- INFORMATION:

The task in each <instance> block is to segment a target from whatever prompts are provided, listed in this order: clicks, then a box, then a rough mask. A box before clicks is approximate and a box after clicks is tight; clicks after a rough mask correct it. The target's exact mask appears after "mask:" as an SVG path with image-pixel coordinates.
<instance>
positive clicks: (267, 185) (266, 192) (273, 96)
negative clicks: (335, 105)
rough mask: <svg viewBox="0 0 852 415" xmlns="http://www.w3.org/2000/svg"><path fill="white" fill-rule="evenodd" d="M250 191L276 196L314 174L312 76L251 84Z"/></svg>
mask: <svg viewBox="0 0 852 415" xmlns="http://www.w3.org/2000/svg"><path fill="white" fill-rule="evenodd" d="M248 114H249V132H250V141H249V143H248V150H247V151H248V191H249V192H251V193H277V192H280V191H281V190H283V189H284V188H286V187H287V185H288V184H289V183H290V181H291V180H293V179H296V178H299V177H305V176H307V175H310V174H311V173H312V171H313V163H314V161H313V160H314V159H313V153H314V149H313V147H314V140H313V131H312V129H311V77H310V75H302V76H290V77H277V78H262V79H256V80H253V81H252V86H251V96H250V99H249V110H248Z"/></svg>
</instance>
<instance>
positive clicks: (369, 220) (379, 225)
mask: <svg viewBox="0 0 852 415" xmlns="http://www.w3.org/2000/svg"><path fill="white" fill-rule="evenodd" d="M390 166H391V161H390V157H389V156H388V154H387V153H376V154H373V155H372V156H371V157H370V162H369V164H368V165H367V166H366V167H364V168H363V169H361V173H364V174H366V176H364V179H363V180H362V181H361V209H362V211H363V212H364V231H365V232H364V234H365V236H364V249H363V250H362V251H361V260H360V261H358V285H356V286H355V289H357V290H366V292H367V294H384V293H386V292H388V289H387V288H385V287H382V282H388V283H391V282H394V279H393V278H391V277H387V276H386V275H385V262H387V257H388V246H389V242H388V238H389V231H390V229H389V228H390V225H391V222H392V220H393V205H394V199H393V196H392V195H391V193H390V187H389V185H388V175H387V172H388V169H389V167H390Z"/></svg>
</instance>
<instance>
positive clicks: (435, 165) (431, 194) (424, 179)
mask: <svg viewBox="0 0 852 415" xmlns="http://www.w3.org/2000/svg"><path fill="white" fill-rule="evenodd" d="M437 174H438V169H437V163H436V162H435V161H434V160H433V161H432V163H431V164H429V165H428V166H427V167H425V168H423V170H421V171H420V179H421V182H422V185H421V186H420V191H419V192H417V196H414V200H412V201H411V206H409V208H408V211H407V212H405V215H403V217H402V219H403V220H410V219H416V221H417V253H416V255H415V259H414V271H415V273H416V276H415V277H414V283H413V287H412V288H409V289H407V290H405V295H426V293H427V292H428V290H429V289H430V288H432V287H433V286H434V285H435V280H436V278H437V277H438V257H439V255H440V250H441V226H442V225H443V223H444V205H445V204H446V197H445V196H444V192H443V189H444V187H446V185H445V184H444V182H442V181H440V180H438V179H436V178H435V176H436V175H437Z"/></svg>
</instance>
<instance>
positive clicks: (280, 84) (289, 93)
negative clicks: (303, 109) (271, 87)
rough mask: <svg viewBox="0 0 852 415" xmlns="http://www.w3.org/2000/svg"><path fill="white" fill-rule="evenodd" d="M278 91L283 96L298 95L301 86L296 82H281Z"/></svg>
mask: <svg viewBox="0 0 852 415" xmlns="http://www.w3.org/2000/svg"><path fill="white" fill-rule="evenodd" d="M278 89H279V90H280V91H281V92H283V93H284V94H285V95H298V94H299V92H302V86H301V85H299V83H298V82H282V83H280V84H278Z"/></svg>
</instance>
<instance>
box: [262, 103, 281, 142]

- THE PROBLEM:
Lines containing "negative": tally them across the records above and give the total alone.

- EXERCISE OUTPUT:
2